• [To do]: Please set down word for word every line from the one holding "the red vertical" to the end of the data below, both included.

• [Data for the task]:
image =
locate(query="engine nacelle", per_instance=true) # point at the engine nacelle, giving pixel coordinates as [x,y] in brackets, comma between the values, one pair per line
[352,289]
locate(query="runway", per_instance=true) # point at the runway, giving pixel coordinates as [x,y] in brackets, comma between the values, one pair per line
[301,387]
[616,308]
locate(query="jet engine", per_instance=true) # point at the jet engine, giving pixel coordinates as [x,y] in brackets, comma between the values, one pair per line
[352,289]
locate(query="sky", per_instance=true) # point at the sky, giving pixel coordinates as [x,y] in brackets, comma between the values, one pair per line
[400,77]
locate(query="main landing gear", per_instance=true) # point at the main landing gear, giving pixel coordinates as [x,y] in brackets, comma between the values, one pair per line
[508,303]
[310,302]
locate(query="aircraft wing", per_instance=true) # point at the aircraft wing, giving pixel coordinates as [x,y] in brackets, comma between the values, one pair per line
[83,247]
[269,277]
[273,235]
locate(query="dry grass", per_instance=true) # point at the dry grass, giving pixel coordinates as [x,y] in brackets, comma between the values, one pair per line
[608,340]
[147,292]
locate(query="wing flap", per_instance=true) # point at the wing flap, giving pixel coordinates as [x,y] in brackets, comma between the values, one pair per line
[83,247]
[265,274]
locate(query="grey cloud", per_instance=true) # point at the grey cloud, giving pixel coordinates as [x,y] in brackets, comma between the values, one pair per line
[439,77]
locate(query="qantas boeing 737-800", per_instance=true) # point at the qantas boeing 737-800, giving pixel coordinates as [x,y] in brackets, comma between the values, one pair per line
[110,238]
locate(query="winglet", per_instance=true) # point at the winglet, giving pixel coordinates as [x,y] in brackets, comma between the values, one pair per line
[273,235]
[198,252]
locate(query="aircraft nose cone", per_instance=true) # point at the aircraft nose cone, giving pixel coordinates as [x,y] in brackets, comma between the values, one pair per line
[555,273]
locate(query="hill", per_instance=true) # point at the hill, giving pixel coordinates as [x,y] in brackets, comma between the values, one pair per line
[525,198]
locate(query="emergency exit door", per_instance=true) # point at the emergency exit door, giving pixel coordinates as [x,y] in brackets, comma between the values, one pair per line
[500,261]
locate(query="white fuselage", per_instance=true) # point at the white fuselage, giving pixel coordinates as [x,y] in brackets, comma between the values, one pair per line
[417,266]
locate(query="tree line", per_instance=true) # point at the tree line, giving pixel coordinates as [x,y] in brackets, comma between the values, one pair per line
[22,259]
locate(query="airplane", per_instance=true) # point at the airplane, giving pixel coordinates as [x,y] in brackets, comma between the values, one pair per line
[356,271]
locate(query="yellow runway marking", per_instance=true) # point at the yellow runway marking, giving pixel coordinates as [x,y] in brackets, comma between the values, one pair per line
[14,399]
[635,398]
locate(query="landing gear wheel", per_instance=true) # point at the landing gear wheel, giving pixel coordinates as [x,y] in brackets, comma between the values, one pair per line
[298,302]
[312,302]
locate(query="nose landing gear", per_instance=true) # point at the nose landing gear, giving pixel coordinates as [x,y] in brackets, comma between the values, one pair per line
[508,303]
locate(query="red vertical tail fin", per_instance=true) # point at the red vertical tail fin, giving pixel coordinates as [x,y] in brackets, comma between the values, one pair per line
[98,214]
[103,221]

• [Response area]:
locate(query="red vertical tail fin", per_instance=true) # point at the red vertical tail fin, giving pixel coordinates as [x,y] in brackets, comma between the values, one pair per line
[98,214]
[103,221]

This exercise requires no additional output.